Gardener's Grapevine 2011.07.07

Written by David Green.

“Knee high by the fourth of July” ring a bell with anyone? It’s an old saying that supposedly means if the corn is knee high by the fourth of July it will be a good crop. 

Traveling back and forth to Maumee every day I see lots of fields and gardens. Around Assumption the crops are really excelling. I see wheat fields that are so beautiful and have really full heads. There is something so peaceful about the golden wheat waiving in the breeze and watching it ripple in the sunlight. I go to work as the sun is rising and it throws multiple shades of yellow and gold across the field—a very beautiful thing to see first thing in the morning.

It amazes me how a simple seed with very little assistance becomes a plant, and even without a flower can be a glorious site. Plants are very resilient and can grow in the strangest places.

My friend Mary Johnson has a columbine that grows every year in a crack in the concrete on her back patio. There is no nourishment other than what is in the crack and no water except the rain, yet a two foot hardy plant grows not just one year, but every year! It flowers just as beautiful as any other columbines in the gardens.

• **Entries provided**:
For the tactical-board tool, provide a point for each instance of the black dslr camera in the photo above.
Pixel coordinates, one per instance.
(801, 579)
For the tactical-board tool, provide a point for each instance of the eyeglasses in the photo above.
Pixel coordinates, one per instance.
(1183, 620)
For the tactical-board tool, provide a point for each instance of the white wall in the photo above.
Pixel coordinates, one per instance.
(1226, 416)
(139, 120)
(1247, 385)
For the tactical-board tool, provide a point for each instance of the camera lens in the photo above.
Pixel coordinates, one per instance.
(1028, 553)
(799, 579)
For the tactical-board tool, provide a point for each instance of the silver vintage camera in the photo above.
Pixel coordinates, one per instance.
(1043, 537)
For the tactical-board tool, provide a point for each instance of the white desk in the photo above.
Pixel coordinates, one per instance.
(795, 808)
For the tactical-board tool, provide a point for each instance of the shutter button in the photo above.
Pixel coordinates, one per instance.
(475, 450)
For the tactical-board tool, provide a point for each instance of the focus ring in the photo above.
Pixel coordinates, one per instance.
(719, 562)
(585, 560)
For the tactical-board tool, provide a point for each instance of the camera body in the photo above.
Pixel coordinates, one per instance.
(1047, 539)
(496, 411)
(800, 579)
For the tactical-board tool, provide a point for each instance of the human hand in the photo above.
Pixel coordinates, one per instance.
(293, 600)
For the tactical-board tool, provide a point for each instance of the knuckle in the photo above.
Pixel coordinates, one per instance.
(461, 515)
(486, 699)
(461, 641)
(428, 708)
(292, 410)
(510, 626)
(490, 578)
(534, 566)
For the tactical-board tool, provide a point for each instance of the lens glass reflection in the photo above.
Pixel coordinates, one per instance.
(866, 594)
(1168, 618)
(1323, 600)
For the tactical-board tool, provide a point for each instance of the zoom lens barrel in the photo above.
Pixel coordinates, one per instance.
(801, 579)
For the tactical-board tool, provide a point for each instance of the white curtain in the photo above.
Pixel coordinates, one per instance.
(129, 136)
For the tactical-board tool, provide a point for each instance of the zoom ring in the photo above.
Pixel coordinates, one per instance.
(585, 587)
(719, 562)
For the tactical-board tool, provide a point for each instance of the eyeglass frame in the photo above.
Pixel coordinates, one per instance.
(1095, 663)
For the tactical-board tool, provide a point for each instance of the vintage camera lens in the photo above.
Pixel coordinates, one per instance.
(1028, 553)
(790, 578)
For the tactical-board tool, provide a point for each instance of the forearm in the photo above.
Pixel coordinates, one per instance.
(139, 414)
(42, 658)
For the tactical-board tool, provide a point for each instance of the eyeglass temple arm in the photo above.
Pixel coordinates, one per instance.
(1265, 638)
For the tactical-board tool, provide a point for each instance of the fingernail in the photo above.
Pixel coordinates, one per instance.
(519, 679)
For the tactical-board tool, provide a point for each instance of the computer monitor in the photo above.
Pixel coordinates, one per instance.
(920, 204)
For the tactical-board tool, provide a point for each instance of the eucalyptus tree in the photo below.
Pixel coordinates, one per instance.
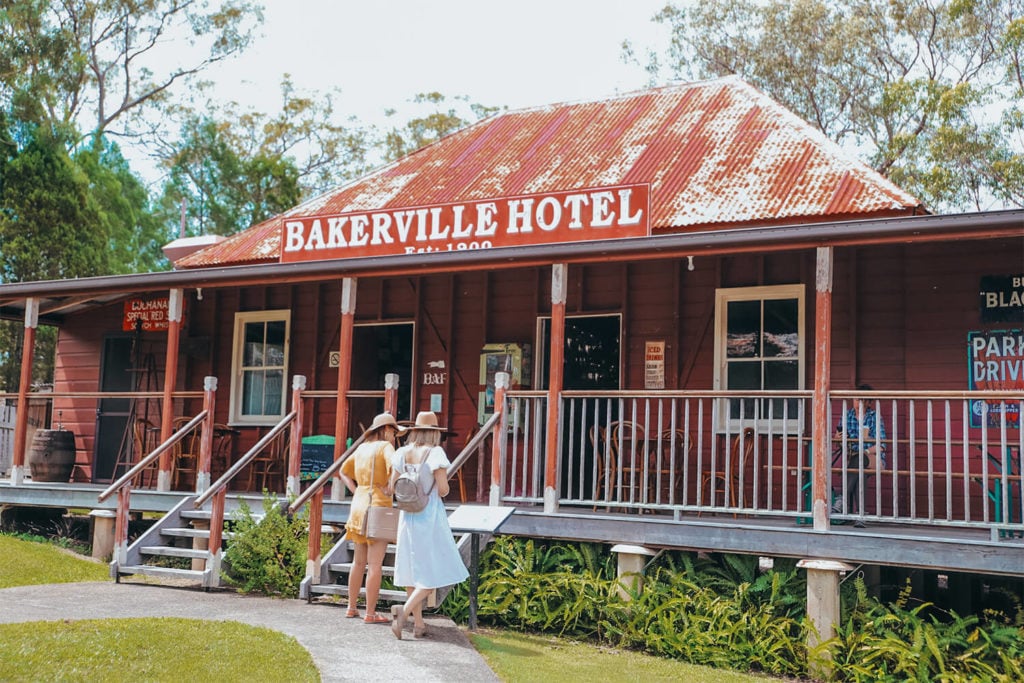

• **Tasks to complete**:
1. Decide whether each statement agrees with the gardening column, and answer yes or no with the deciding words quoted from it: (a) The columbine grows in a crack in the concrete on Mary Johnson's back patio. (b) The writer goes to work in the evening. (c) The columbine gets water only from the rain.
2. Write the next part of the gardening column, picking up after its final sentence.
The records have no connection to the gardening column.

• **Answers below**:
1.
(a) Yes: "grows every year in a crack in the concrete on her back patio"
(b) No: "I go to work as the sun is rising"
(c) Yes: "no water except the rain"

2.
Nature is all around us and so many people just fly by without ever seeing most of it. Last week Art and I were driving home in the evening down Gorham Street and in the fields behind the houses on the east side were two sets of deer. The first set appeared to be two does grazing and they looked so regal standing in the field. Just outside the city limits, way back towards the woods, were a doe and her twin fawns grazing.

If you drive the speed limit or over in life you miss the fawns grazing, the morning wheat waving in the sunlight, and the oriole sitting on the roadside wildflowers.

Have you ever sat on the porch in your own yard and just done nothing but listen to whatever is there? Sure, there is going to be “commercial” noise such as automobiles and the noise of daily life, but there are lots of different birds each with their own individual calls, bees working, squirrels being squirrelly, sometimes a tree creaking.